• PROBLEM TO SOLVE:
Your answer should be the lines of the listing that contain the word "concrete".

• SOURCE DATA:
Start of Block
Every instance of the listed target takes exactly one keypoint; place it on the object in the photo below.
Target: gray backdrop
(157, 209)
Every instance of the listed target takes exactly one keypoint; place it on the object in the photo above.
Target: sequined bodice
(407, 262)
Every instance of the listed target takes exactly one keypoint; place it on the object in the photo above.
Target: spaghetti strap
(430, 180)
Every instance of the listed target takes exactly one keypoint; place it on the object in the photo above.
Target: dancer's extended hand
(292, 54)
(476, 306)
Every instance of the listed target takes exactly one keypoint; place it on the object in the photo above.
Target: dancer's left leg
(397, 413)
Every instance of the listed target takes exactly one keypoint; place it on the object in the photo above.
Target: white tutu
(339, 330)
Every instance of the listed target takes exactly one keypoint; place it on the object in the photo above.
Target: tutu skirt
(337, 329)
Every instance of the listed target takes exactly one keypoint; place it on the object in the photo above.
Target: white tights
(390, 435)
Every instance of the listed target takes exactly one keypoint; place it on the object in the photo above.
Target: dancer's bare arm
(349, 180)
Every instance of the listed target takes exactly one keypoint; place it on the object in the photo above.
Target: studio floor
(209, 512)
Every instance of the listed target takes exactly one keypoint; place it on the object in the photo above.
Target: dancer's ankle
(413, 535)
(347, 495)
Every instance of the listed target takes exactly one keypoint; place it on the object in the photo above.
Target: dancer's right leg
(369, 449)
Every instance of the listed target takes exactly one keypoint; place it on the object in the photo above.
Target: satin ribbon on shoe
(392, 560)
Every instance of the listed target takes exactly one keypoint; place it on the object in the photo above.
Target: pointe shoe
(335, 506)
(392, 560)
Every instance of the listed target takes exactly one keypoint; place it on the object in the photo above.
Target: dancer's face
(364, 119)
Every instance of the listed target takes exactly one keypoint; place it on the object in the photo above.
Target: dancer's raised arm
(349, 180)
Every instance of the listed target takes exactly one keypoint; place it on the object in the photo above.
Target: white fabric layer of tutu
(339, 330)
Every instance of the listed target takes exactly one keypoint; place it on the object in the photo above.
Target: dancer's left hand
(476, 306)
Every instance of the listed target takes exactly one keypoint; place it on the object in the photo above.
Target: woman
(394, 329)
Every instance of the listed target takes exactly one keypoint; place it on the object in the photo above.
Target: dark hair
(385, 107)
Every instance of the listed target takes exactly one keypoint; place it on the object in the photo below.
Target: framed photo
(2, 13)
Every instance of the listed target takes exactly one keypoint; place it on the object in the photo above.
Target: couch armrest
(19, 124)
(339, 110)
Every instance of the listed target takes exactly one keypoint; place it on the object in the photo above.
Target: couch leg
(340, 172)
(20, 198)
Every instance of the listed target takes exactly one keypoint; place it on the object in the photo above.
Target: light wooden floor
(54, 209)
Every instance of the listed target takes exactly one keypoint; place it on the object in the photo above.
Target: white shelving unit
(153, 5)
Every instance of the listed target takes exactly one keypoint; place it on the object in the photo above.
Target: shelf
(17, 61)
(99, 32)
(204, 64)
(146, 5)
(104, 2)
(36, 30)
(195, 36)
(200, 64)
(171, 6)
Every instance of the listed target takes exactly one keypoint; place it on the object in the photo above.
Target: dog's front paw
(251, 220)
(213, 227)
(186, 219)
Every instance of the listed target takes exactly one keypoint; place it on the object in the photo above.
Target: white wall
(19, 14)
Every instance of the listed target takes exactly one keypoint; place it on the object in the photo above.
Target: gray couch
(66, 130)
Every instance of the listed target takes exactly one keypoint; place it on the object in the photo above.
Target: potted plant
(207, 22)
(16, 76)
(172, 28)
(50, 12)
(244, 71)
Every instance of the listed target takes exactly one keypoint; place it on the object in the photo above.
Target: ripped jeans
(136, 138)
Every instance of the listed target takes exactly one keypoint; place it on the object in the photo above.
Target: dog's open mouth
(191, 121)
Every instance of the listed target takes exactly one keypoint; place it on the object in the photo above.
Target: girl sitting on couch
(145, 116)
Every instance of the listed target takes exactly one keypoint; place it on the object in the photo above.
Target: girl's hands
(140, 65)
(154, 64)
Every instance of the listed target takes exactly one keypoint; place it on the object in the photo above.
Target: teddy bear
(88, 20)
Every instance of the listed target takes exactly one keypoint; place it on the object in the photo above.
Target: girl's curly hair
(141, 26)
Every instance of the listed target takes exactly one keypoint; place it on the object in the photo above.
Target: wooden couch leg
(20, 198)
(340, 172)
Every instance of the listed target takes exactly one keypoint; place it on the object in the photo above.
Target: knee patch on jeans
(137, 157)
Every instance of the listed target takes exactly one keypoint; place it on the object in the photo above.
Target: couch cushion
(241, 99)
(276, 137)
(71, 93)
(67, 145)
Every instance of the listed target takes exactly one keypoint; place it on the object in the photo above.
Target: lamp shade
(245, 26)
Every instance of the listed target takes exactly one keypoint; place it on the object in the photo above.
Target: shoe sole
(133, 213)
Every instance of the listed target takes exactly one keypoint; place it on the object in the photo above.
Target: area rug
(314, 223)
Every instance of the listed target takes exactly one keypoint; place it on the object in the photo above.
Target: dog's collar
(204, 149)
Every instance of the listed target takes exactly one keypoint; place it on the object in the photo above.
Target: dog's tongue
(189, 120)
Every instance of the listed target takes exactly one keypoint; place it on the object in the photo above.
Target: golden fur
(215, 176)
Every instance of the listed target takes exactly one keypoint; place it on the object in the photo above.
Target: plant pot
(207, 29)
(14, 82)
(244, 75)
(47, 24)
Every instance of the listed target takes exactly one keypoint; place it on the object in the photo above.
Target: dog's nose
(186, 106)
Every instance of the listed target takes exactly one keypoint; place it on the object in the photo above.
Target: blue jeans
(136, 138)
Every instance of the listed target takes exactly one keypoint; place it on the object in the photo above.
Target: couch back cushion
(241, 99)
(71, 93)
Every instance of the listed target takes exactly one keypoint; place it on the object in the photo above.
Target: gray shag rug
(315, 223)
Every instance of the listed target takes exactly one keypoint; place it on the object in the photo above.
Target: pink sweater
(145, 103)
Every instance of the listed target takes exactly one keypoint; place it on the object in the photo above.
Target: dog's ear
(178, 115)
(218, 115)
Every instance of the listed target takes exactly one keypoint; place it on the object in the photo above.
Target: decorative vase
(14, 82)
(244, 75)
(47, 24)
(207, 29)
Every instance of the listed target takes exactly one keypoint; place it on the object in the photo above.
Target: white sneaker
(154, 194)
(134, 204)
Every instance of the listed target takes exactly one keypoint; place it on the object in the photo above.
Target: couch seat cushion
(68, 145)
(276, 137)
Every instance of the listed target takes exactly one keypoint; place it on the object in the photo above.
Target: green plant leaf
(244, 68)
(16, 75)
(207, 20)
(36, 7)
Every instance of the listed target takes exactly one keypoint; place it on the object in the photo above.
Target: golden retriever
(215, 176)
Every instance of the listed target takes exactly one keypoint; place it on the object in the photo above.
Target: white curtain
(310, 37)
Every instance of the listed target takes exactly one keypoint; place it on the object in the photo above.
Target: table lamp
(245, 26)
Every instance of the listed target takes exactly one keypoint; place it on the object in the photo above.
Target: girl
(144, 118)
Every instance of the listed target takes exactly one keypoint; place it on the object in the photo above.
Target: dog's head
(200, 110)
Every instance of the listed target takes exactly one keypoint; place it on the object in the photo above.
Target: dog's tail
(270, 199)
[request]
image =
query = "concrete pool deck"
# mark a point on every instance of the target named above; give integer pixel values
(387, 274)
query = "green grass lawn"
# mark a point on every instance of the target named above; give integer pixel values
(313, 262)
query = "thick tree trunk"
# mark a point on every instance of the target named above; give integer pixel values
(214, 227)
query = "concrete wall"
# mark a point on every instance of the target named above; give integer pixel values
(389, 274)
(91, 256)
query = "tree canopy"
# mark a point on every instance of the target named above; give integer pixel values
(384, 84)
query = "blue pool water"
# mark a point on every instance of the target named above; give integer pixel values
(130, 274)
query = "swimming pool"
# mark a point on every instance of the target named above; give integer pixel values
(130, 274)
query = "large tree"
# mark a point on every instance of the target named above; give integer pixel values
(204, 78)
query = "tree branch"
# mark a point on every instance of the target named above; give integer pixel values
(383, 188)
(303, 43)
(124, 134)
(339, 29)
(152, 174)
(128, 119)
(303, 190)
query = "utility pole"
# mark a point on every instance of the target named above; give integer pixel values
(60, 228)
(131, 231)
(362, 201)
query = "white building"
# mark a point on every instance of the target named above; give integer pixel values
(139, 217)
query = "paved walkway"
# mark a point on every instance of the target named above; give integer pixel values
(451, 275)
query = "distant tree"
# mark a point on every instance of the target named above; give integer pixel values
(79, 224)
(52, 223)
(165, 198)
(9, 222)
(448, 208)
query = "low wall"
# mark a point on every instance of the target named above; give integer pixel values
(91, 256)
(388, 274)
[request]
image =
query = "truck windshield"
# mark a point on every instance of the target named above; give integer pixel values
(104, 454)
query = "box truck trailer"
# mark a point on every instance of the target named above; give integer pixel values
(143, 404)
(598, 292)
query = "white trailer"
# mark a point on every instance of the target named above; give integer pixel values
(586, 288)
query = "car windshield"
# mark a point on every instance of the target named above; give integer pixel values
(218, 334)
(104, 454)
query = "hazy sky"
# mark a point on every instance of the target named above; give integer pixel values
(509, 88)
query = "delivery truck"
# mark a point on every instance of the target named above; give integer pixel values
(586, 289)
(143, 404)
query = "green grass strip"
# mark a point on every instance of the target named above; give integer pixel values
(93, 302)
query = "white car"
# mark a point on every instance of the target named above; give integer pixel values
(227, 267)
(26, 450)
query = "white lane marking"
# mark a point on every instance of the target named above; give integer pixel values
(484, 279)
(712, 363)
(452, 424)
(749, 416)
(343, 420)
End of Block
• WRITTEN RESPONSE:
query = "concrete pool deck"
query = "concrete wall"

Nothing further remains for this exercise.